▶ _Aim of the exercise_
In the listing below, find each line with the string "bonobo" and return it.
· · · · ·
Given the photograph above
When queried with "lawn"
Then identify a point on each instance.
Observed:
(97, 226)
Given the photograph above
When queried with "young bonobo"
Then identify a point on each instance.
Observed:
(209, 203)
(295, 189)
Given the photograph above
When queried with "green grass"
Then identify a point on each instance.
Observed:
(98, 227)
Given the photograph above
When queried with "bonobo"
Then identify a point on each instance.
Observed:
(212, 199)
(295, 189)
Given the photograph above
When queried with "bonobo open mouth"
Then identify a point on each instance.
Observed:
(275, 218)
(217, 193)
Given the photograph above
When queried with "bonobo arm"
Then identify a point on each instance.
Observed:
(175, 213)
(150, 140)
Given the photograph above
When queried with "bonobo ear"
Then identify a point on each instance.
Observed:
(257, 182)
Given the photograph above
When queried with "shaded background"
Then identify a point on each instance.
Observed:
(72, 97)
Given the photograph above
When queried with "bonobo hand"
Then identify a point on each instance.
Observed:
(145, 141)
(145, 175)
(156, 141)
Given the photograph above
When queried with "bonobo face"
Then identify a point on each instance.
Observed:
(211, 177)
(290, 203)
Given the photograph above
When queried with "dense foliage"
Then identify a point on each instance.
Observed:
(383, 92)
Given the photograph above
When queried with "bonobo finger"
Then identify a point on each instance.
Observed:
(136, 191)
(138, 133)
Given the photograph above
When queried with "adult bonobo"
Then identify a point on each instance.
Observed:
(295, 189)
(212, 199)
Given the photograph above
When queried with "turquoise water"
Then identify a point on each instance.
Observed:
· · · · ·
▶ _Answer area_
When queried with "young bonobo"
When queried with "bonobo"
When queried with "bonobo open mouth"
When queried with "bonobo arm"
When queried with "bonobo ear"
When queried with "bonobo hand"
When queried with "bonobo face"
When queried with "bonobo finger"
When queried with "adult bonobo"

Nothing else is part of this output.